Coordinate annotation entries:
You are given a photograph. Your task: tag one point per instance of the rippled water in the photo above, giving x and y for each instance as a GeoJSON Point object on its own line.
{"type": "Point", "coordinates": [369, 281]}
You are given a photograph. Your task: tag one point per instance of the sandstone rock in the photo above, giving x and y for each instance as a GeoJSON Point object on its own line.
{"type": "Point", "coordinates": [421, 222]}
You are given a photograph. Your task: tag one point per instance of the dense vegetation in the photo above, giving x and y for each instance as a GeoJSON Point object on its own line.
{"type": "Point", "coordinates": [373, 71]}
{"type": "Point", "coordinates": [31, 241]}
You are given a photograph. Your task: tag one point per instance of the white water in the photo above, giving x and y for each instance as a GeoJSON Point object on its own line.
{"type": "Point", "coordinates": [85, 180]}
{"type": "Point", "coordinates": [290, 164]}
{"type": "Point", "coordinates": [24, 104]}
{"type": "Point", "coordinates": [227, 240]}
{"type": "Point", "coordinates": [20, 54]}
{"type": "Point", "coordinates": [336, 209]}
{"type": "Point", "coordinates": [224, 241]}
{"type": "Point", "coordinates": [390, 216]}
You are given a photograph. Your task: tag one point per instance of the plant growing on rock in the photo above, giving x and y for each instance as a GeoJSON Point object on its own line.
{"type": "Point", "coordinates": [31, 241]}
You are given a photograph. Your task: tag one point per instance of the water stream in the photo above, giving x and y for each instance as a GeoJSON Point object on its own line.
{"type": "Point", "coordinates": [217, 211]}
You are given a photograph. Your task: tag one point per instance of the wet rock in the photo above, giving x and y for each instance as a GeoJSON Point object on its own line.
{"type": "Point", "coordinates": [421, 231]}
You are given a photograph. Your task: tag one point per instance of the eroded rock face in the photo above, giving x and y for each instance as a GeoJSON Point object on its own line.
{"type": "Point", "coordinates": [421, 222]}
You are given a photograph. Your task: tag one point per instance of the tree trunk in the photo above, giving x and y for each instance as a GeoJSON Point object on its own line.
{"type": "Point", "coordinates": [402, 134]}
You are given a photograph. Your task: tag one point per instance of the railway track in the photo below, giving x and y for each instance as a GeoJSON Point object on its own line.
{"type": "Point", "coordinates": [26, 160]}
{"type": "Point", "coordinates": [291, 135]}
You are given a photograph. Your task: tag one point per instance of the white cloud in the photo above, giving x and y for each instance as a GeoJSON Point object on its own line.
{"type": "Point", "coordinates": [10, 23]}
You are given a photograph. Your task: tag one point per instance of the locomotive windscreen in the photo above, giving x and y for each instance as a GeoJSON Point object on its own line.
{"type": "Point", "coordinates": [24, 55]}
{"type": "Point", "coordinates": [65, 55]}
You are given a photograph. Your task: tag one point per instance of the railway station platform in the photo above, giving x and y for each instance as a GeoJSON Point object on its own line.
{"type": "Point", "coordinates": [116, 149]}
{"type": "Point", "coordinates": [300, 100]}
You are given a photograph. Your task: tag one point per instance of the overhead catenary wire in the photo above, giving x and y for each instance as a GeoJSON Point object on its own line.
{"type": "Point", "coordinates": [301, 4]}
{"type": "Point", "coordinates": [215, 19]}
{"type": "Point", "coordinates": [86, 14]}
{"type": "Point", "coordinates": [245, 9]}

> **Goal**:
Output the items from the line containing "of the overhead" through the end of the items as a two-column CSV with the columns "text" and "answer", one row per item. Enclose each field in quotation marks and replace any line breaks within a field with spaces.

> **Result for this exercise**:
text,answer
"You are given a photograph. Your task: tag one point per instance of the overhead catenary wire in the photo above, giving x and y for each instance as a GeoJSON Point object on its own line.","{""type"": ""Point"", ""coordinates"": [301, 4]} {""type"": ""Point"", ""coordinates"": [215, 19]} {""type"": ""Point"", ""coordinates"": [86, 14]} {""type"": ""Point"", ""coordinates"": [245, 9]}"